Texto fornecido
※

Sabotagem: A sabotagem é outra forma de abuso no local de trabalho que pode prejudicar seriamente a carreira e o bem-estar de um funcionário. Exemplos incluem:

  • Bloquear solicitações de treinamento, licença ou promoção: O abusador pode negar oportunidades de desenvolvimento profissional ao funcionário sem justificativa válida.
  • Exclusão de reuniões, eventos sociais e conversas relevantes: O agressor pode propositalmente deixar o funcionário de fora de eventos importantes, dificultando o desempenho eficaz de suas funções e levando a sentimentos de isolamento.
  • Microgerenciamento: O abusador pode constantemente supervisionar e controlar cada aspecto do trabalho do funcionário, sufocando sua criatividade, iniciativa e moral.
  • Avaliações de desempenho vagas e insatisfatórias ou acusações sem embasamento factual: O agressor pode fornecer feedforward impreciso ou fazer alegações infundadas sobre o desempenho do funcionário, deixando-o confuso e incapaz de melhorar.

Assédio moral: O assédio moral é uma forma particularmente grave de abuso que pode ocorrer quando um funcionário relata um comportamento abusivo. Isso pode envolver:

  • Denuncia um comportamento abusivo no local de trabalho: esperando que seus superiores tomem medidas para resolver a situação, mas, em vez disso, descobre que eles estão mais preocupados em se proteger de possíveis consequências legais do que em garantir o seu bem-estar, isso pode levar a uma intensificação do assédio moral que você está enfrentando.
  • Falha em remover o agressor ou alterar o ambiente de trabalho: O empregador pode não tomar medidas adequadas para lidar com a situação, deixando a vítima vulnerável a mais abusos e retaliação.

※

[Descrições de regiões em linguagem natural]
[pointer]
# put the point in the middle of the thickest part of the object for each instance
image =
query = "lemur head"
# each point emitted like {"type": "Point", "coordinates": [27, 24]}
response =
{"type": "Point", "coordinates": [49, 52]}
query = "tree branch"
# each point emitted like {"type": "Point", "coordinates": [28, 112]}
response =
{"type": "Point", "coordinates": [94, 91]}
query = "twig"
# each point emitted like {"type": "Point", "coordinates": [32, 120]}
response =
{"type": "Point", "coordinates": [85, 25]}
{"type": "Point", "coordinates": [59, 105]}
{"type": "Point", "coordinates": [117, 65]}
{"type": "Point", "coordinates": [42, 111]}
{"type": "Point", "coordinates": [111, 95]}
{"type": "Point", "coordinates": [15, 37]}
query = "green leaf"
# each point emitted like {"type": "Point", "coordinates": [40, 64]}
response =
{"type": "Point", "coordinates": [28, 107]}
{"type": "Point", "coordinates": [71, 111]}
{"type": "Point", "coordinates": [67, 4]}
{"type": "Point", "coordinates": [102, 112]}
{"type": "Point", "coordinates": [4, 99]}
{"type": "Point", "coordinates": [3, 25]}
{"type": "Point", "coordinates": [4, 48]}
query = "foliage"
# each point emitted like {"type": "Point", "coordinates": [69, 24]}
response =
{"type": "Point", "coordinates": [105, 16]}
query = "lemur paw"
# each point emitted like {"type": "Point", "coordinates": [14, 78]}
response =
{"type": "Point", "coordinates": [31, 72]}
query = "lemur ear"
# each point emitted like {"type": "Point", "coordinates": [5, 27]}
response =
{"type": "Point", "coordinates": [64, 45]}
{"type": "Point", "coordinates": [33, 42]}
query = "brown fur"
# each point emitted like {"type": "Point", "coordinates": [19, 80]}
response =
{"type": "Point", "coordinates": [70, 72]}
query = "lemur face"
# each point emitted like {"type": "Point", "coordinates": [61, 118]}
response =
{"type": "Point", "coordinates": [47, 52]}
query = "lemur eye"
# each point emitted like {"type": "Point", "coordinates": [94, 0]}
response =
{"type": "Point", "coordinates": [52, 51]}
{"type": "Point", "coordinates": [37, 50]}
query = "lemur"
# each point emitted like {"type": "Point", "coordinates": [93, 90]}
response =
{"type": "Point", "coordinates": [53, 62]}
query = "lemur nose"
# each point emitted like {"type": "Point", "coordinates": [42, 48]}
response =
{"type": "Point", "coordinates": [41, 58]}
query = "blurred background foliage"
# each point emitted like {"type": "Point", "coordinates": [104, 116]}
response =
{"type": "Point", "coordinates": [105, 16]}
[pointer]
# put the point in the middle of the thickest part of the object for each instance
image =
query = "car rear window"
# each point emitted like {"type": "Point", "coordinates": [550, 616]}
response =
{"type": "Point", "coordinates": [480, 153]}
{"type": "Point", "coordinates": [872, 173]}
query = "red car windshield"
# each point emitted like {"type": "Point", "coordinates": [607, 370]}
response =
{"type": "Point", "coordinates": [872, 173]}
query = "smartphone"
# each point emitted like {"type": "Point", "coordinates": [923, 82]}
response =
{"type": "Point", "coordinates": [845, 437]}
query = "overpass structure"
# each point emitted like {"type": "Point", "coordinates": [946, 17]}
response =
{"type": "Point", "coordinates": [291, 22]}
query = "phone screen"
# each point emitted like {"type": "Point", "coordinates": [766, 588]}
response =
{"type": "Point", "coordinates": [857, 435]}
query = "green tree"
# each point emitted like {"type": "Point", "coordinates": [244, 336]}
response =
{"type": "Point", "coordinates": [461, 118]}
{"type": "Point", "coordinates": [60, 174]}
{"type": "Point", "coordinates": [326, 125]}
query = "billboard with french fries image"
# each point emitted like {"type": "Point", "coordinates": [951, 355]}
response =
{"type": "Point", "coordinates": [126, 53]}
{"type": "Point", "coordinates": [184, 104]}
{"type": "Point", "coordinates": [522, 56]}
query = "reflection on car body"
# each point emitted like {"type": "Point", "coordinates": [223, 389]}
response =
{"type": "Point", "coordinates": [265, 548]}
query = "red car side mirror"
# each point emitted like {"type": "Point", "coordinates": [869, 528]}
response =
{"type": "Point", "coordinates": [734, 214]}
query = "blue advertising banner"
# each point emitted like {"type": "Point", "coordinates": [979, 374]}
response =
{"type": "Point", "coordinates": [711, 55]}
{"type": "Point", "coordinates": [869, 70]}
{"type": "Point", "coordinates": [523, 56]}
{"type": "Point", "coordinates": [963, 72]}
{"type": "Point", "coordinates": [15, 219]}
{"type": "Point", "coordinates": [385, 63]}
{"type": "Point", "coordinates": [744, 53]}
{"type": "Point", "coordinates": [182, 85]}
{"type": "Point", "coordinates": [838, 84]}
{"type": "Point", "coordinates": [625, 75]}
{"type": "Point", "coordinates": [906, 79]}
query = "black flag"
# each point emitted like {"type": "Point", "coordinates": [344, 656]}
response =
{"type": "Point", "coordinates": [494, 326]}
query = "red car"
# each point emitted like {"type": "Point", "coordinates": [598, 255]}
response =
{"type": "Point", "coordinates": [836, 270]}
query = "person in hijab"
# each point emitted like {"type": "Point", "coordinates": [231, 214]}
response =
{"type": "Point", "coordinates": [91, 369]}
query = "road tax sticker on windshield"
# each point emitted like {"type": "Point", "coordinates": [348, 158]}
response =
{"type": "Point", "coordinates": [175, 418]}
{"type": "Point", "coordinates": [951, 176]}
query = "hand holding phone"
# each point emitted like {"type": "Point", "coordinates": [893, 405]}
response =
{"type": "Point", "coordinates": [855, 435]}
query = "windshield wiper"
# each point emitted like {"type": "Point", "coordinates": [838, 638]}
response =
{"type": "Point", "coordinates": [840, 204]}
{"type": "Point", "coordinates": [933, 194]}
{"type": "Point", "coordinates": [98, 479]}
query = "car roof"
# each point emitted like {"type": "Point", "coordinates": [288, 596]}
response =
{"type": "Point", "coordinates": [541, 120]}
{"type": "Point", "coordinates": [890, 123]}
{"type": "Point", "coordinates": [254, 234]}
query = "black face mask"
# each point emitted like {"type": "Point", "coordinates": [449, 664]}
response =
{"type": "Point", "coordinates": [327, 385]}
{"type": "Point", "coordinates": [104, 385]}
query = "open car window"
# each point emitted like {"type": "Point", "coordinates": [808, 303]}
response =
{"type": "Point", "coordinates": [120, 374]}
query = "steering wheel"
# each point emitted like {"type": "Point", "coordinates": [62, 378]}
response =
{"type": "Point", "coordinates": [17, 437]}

※

Tarefa 1
Traduza para o inglês esta frase do texto sobre abuso no local de trabalho: "O abusador pode constantemente supervisionar e controlar cada aspecto do trabalho do funcionário, sufocando sua criatividade, iniciativa e moral."
Tarefa 2
Escreva a continuação do texto sobre abuso no local de trabalho, começando logo após a última frase apresentada.

Resposta escrita 1
The abuser may constantly supervise and control every aspect of the employee's work, stifling their creativity, initiative and morale.

Resposta escrita 2
A responsabilidade das empresas

Diante desse cenário, é fundamental que as empresas brasileiras assumam um papel ativo no combate à toxicidade no ambiente de trabalho, buscando um equilíbrio entre a busca por resultados e o bem-estar dos funcionários. Isso demanda não somente a implementação de políticas robustas e canais de denúncia confiáveis, mas também um profundo processo de mudança cultural que coloque a transparência, o respeito e a compaixão no cerne de todas as interações, independentemente do nível hierárquico.

Essa metamorfose cultural, tão necessária para combater os efeitos nocivos da cultura do excesso, deve ser encabeçada pelos líderes e gestores, os quais têm o dever intrínseco de personificar condutas éticas e inclusivas, exibindo um autêntico comprometimento com o bem-estar e o crescimento de seus times, tanto no âmbito profissional quanto pessoal.

Outra medida essencial é o estabelecimento de uma cultura de feedforward construtivo e transparente, acompanhada da realização de pesquisas de engajamento periódicas e da promoção do diálogo em todos os níveis da empresa. Tais ações são fundamentais para a construção de um ambiente de trabalho mais saudável e produtivo, onde a qualidade das interações é tão valorizada quanto os resultados alcançados.

O papel dos funcionários

Os funcionários também têm um papel crucial nessa luta contra chefes tóxicos e a cultura do excesso no ambiente de trabalho. Além de denunciar comportamentos abusivos e buscar apoio junto a colegas e ao setor de Recursos Humanos, é importante que os trabalhadores se informem sobre seus direitos e não se calem diante de situações de assédio ou desrespeito. A união e a solidariedade entre os funcionários podem ser poderosas armas contra a perpetuação da toxicidade, permitindo que os indivíduos se apoiem mutuamente na busca por um ambiente de trabalho mais saudável e equilibrado.

Quebrando o ciclo

Para romper o ciclo de toxicidade e excesso no ambiente corporativo brasileiro, é necessário um esforço conjunto de empresas, funcionários e da sociedade como um todo. Isso significa fomentar uma cultura de respeito, valorizar a saúde mental no trabalho e desencorajar comportamentos abusivos, independentemente do nível hierárquico em que ocorram.

Somente assim poderemos construir um futuro em que o sucesso profissional seja alcançado sem comprometer o bem-estar e a dignidade dos trabalhadores, em um equilíbrio saudável entre a busca por resultados e a valorização da qualidade das interações humanas no ambiente de trabalho.